• Tasks to carry out:
1) Duplicate the passage on midlife mortality word for word, starting with "After 2006, the" and going on through "19 per 100,000.".
2) Answer from the passage on midlife mortality:
(a) Between which years was the decline in the white mortality rate for ages 45 to 54 recorded?
(b) In 1999, how much higher was the overdose death rate for black non-Hispanics aged 45 to 54 than for white non-Hispanics?
(c) By how much did alcohol- and drug-induced death rates for white non-Hispanics exceed those for black non-Hispanics in 2013?

• Extract:
+===+

According to the report, an upward trend in suicide, and drug and alcohol poisoning among middle-aged white people has been overlooked as the main cause of this reversal.

If the white mortality rate for people aged 45 to 54 had continued at the rate of decline recorded between 1979 and 1998, half a million deaths would have been avoided between 1999‒2013, "comparable to lives lost in the U.S. AIDS epidemic through mid-2015," says the report.

The study also found that drug overdoses were not concentrated among minorities. In 1999, the rate of overdose deaths for people age 45 to 54 was 10.2 per 100,000 higher for black non-Hispanics than white non-Hispanics. But by 2013, that rate was 8.4 per 100,000 higher for whites. Deaths caused by cirrhosis and chronic liver diseases declined for black people and rose among white people.

After 2006, the rate of alcohol- and drug-induced deaths for white non-Hispanics surpassed those for black non-Hispanics. And in 2013, rates for white non- Hispanic exceeded those for black non-Hispanics by 19 per 100,000.

+===+

• Data listing:
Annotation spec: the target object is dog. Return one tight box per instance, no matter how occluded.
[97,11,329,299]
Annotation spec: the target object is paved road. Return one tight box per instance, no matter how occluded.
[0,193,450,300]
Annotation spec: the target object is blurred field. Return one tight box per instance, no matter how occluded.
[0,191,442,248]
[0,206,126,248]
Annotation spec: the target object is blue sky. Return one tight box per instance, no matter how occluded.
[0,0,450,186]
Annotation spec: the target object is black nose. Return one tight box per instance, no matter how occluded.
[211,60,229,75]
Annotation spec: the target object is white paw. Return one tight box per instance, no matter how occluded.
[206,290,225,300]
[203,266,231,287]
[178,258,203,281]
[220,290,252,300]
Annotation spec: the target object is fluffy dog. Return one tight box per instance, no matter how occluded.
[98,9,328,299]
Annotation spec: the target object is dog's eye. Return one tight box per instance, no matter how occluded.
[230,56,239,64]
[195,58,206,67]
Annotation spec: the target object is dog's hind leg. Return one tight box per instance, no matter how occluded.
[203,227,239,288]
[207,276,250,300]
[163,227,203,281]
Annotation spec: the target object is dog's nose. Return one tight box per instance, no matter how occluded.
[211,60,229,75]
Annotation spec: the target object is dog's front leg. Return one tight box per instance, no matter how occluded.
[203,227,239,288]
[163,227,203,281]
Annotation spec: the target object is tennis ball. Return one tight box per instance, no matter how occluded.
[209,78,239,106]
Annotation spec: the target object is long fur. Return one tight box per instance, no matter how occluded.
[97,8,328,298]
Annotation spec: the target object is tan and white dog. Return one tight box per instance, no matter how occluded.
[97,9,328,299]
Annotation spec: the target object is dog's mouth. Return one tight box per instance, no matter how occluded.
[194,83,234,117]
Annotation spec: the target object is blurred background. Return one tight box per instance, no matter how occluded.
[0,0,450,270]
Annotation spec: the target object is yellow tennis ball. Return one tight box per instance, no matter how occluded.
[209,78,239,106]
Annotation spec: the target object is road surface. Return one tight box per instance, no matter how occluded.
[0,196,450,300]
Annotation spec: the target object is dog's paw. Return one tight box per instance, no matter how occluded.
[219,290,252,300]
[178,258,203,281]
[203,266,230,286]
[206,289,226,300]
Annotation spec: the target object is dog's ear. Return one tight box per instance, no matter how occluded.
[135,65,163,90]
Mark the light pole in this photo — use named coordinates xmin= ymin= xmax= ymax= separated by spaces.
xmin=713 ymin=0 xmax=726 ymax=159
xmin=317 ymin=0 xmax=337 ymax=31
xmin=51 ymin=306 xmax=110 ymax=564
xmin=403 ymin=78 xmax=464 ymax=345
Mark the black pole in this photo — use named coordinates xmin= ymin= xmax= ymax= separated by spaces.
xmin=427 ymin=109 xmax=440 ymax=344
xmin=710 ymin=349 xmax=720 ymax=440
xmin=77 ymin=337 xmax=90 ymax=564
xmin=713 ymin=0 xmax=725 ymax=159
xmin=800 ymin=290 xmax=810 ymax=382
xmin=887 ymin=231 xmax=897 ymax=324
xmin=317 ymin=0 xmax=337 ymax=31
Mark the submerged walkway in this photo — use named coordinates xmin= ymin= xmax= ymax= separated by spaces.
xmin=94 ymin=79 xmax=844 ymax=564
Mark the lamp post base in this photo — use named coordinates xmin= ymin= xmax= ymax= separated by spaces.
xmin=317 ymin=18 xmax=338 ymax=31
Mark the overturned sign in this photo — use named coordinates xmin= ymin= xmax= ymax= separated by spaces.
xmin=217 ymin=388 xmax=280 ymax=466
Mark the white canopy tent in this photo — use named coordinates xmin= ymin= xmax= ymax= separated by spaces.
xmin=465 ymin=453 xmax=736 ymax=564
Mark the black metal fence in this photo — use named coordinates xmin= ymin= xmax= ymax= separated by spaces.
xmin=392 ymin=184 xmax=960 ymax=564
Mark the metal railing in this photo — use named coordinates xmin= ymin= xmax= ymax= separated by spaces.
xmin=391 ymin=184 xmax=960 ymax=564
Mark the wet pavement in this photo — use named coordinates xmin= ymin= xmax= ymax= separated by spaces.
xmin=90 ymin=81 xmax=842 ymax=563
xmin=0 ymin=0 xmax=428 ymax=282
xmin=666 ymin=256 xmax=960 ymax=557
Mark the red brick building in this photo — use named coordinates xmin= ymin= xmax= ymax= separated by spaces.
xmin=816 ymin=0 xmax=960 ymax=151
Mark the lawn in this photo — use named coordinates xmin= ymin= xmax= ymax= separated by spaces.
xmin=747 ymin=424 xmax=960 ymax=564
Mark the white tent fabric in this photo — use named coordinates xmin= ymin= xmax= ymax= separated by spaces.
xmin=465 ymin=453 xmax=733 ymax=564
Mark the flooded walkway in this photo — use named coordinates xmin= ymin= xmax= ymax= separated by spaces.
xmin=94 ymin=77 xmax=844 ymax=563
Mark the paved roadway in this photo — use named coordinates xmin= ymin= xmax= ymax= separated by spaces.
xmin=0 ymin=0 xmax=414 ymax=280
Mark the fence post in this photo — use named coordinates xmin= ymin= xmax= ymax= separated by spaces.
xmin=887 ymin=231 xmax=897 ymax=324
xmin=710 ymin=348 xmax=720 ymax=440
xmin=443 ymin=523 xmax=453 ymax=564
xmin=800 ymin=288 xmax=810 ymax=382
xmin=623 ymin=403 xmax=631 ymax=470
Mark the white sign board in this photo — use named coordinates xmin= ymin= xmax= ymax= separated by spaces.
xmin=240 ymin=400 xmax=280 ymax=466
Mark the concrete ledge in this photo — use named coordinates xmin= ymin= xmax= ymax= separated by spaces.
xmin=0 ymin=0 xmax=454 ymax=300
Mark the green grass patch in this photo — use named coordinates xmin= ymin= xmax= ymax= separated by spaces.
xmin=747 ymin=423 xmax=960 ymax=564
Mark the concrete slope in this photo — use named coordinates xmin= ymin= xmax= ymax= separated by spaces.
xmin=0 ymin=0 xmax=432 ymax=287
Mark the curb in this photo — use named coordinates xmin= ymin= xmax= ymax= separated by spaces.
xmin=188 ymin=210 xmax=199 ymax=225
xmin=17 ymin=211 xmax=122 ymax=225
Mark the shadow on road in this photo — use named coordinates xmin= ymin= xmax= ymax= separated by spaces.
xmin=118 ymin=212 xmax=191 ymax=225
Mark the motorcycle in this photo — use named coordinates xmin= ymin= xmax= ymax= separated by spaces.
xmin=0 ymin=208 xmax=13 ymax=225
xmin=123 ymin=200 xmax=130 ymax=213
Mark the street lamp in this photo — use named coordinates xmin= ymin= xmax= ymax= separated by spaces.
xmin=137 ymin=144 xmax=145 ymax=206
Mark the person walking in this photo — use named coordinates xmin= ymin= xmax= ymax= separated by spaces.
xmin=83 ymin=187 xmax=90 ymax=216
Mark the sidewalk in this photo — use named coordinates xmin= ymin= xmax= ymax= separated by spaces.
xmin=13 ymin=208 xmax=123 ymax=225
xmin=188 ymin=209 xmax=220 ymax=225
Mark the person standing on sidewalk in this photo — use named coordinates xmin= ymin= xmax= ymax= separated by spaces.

+===+

• Per-task outputs:
1)
After 2006, the rate of alcohol- and drug-induced deaths for white non-Hispanics surpassed those for black non-Hispanics. And in 2013, rates for white non- Hispanic exceeded those for black non-Hispanics by 19 per 100,000.

2)
(a) Between 1979 and 1998.
(b) 10.2 per 100,000.
(c) 19 per 100,000.